# Kaynak Metin:
Bir olanağı berhava etmek!
Önümüzde yıl yapılacak seçimin önemine dair hemen herkes hemfikir. Ama konu bu önemin idraki ile hareket etmeye gelince kimi siyasi partiler hiç de buna uygun davranmıyorlar. İdeolojik bakışlarına, mahalle baskılarına ya da içerdeki muhaliflerinden yükselecek eleştirilerin korkularına yeniliyorlar. O zaman da amaç ile araç bir anda yer değiştiriyor, siyasi hırslarına ya da göstermelik tavırlara yenik düşüyorlar. Bu söylem, tavır ve duruşlar bu seçimin en büyük tehlikesini oluşturuyor.
Şöyle söyleyelim; bu seçim bir fırsat sunduğu gibi bir tehlike de barındırıyor. Fırsat, 20 yıldır hegemonik bir biçimde ülkeyi yöneten iktidarın değişme ihtimalidir ve bu ihtimal yirmi yılın en zirve noktasına çıkmış durumda. Kendi doğruları ile işbaşına gelen AKP, ortağı MHP ile birlikte yaptığı affedilmez yanlışları nedeniyle gitmek üzere. Fakat bazıları buna ayak diretiyor. AKP ve MHP’nin bunu yapması anlaşılır bir şey de muhalefetteki bazı partilerin bunu yapması hem anlaşılır değil hem de çok manidar.

# Bu Alıştırmanın Görevleri:
1. Seçim yazısında "Önümüzde yıl yapılacak" ile "büyük tehlikesini oluşturuyor." arasındaki bölümü, bu iki ifade de dahil olmak üzere hiçbir değişiklik yapmadan çıktı olarak verin.
2. Seçim yazısını iki cümleyle özetleyin.
3. Lütfen seçim yazısını kaldığı yerden sürdürün.

# Veri Alıntısı:

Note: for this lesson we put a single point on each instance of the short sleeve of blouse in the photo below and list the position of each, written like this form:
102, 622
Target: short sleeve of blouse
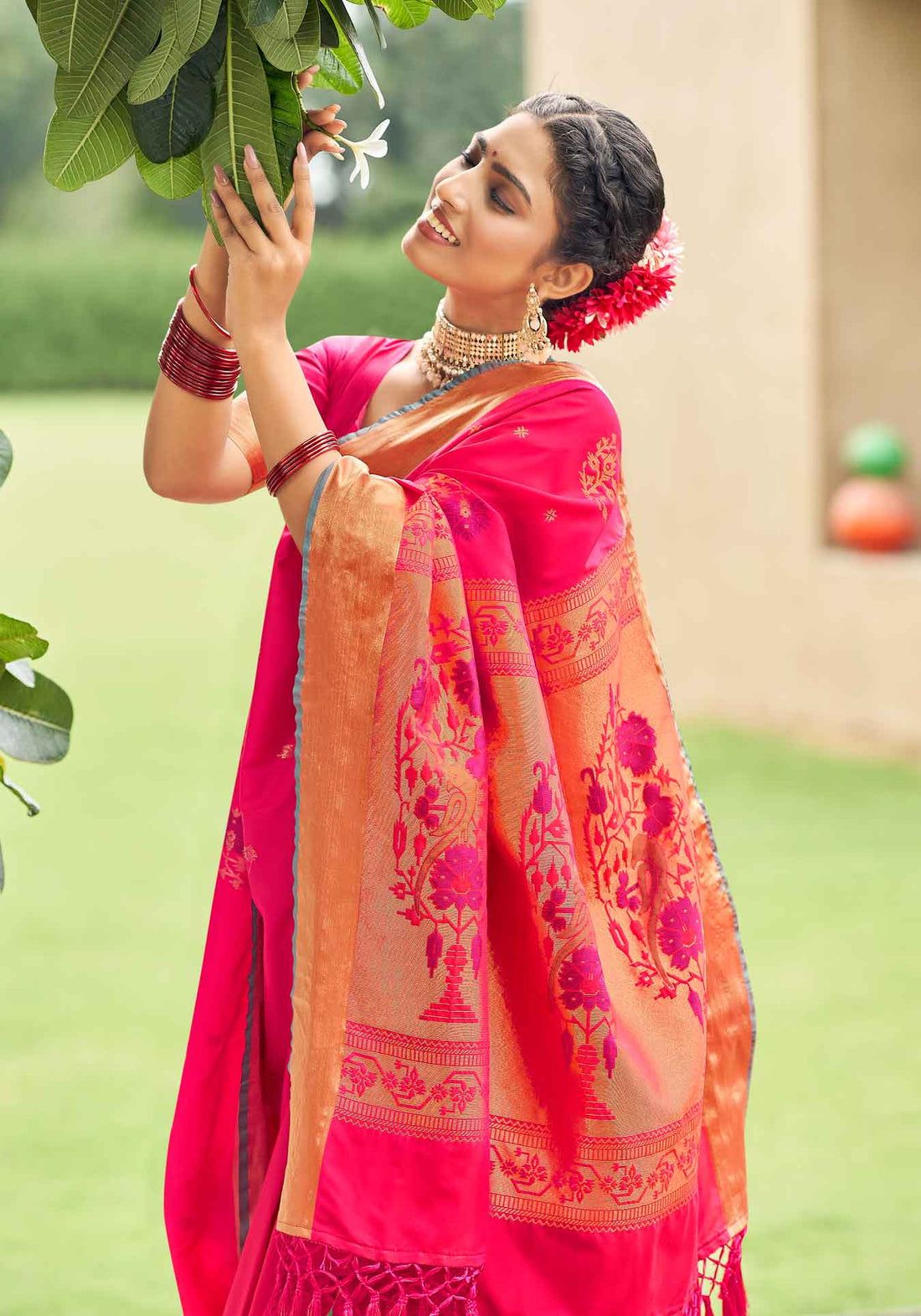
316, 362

# Cevap Listesi:
1.
Önümüzde yıl yapılacak seçimin önemine dair hemen herkes hemfikir. Ama konu bu önemin idraki ile hareket etmeye gelince kimi siyasi partiler hiç de buna uygun davranmıyorlar. İdeolojik bakışlarına, mahalle baskılarına ya da içerdeki muhaliflerinden yükselecek eleştirilerin korkularına yeniliyorlar. O zaman da amaç ile araç bir anda yer değiştiriyor, siyasi hırslarına ya da göstermelik tavırlara yenik düşüyorlar. Bu söylem, tavır ve duruşlar bu seçimin en büyük tehlikesini oluşturuyor.

2. Seçimin önemi konusunda hemen herkes hemfikir olsa da bazı siyasi partiler ideolojik bakışlarına, mahalle baskılarına ya da içerden yükselecek eleştirilerin korkusuna yenilerek bu öneme uygun davranmıyor ve bu tavırlar seçimin en büyük tehlikesini oluşturuyor. Seçim, 20 yıldır ülkeyi yöneten iktidarın değişme ihtimali gibi bir fırsat sunuyor; AKP ve MHP'nin buna ayak diremesi anlaşılır olsa da muhalefetteki bazı partilerin bunu yapması anlaşılır değil ve çok manidar.

3.
Fırsat ile tehlike bir arada
İşte tehlike de burada devreye giriyor. Öyle ki; AKP ve MHP’nin oylarının toplamı üç aşağı beş yukarı % 40 civarında görünüyor. Ülkeyi getirmiş oldukları bu yaşanmaz konuma rağmen hala bu oya sahip olmaları da ayrı bir tartışma konusu. Öte taraftan Millet İttifakının oy aranı % 40’lar civarında. Yani ortada bir pata durumu söz konusu. Bazı partiler bunu kabul etmese de gerçek bu. Unutmayalım ki gündüz gerçeğe gözünü kapatan dünyayı sadece kendine gece yapar. Gerçek ise orada var olmaya devam eder. Gerçeğin böyle bir huyu var!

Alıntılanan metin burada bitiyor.